### [Exercise prompt]
For this exercise, return exactly the lines of the material below that begin at the one with "locate: shoreline |" and stop after the one with "locate: riverbank |".

%%

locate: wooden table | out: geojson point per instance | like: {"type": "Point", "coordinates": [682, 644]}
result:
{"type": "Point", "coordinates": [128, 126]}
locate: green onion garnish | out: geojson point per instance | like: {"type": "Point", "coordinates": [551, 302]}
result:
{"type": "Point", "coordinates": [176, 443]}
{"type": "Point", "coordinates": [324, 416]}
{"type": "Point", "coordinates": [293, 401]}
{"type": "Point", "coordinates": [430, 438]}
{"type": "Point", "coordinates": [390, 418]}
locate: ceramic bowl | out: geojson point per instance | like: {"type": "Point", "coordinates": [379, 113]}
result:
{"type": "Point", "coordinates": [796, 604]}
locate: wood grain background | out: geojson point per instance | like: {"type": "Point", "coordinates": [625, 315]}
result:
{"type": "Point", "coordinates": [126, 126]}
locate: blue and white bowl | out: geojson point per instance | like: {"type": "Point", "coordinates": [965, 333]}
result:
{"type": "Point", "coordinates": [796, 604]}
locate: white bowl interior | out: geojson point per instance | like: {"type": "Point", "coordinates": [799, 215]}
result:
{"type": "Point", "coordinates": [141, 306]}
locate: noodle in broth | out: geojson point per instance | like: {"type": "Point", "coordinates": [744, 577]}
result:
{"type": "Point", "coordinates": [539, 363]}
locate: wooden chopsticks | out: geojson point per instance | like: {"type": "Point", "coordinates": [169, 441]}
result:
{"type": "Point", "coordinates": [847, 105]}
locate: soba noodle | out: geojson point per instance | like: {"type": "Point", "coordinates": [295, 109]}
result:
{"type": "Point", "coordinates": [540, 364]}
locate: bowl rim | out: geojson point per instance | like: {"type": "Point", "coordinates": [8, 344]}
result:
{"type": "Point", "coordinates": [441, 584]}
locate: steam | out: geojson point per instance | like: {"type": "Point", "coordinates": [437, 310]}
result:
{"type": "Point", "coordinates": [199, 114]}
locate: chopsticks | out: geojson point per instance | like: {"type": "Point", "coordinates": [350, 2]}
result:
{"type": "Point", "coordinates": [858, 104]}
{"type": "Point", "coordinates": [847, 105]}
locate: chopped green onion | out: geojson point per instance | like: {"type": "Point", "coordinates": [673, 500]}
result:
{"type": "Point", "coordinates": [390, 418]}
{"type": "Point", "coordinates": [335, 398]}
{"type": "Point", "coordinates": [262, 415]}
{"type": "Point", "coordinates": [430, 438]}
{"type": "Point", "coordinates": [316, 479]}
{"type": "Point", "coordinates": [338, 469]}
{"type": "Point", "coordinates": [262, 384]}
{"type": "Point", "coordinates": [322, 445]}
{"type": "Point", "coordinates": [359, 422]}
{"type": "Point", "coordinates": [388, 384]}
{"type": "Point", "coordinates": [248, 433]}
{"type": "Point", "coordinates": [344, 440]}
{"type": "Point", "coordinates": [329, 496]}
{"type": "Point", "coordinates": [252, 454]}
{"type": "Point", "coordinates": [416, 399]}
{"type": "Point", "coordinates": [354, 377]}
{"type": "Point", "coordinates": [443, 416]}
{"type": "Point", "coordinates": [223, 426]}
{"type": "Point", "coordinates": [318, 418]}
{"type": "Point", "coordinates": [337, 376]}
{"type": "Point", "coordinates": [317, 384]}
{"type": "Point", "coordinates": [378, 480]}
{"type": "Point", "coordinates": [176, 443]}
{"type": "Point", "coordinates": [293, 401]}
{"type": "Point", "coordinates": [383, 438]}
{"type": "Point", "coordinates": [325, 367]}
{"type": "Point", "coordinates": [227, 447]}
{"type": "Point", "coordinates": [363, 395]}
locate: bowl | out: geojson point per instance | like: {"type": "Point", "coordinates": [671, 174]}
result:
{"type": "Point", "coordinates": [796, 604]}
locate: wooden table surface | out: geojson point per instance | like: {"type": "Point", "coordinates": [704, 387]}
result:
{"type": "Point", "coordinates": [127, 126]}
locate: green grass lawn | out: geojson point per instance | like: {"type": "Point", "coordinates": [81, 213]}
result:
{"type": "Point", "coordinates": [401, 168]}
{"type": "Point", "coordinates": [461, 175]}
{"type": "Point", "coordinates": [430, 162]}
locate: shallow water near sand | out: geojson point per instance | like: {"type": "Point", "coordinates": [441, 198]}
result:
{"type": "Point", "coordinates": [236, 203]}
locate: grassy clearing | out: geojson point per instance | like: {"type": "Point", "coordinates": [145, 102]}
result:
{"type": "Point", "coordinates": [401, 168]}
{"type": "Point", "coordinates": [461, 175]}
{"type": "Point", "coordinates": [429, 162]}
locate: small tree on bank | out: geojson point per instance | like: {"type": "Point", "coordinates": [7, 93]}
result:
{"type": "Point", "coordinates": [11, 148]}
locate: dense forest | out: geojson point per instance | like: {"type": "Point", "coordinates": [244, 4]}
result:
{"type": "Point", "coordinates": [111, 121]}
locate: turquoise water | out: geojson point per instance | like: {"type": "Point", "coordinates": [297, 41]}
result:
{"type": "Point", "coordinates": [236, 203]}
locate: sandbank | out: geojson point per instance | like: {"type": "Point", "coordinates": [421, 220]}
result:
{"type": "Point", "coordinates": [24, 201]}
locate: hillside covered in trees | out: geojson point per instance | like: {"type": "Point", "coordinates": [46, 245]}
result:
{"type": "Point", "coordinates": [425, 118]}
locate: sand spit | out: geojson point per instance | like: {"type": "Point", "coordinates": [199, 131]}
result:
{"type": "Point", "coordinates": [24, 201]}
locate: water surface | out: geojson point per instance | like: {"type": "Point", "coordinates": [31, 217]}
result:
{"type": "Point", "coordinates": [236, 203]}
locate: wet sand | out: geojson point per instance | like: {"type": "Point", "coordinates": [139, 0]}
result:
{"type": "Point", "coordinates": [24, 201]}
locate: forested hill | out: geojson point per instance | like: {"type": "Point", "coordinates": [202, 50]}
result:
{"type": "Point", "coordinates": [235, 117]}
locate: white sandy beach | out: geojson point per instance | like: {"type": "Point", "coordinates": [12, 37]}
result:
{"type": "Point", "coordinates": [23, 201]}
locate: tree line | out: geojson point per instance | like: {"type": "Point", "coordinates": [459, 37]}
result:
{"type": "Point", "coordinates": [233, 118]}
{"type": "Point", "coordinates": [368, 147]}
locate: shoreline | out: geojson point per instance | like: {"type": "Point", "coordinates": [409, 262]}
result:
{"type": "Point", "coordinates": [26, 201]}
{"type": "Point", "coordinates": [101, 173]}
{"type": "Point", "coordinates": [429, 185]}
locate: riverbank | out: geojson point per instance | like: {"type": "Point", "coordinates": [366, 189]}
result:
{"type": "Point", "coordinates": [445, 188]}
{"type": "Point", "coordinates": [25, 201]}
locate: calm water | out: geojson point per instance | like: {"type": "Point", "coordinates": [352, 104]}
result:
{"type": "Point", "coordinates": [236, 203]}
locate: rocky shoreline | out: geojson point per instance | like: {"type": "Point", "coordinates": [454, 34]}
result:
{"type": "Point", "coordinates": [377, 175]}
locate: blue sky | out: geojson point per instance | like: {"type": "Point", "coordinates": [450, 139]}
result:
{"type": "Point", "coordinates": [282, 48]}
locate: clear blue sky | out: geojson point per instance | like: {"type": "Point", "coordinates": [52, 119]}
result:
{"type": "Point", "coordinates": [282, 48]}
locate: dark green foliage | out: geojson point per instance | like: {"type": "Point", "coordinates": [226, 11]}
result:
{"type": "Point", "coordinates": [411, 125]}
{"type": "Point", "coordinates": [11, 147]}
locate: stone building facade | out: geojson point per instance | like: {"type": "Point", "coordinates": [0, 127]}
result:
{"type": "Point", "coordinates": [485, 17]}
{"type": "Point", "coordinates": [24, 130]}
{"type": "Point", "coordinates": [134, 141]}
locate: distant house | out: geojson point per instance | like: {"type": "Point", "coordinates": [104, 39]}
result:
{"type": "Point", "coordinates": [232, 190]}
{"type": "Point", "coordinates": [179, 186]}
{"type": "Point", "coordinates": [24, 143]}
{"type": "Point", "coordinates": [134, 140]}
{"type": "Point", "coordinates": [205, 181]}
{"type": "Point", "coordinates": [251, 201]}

%%

### [Result for this exercise]
locate: shoreline | out: geojson point per instance | like: {"type": "Point", "coordinates": [409, 262]}
result:
{"type": "Point", "coordinates": [26, 201]}
{"type": "Point", "coordinates": [101, 173]}
{"type": "Point", "coordinates": [429, 185]}
locate: riverbank | out: geojson point per instance | like: {"type": "Point", "coordinates": [366, 189]}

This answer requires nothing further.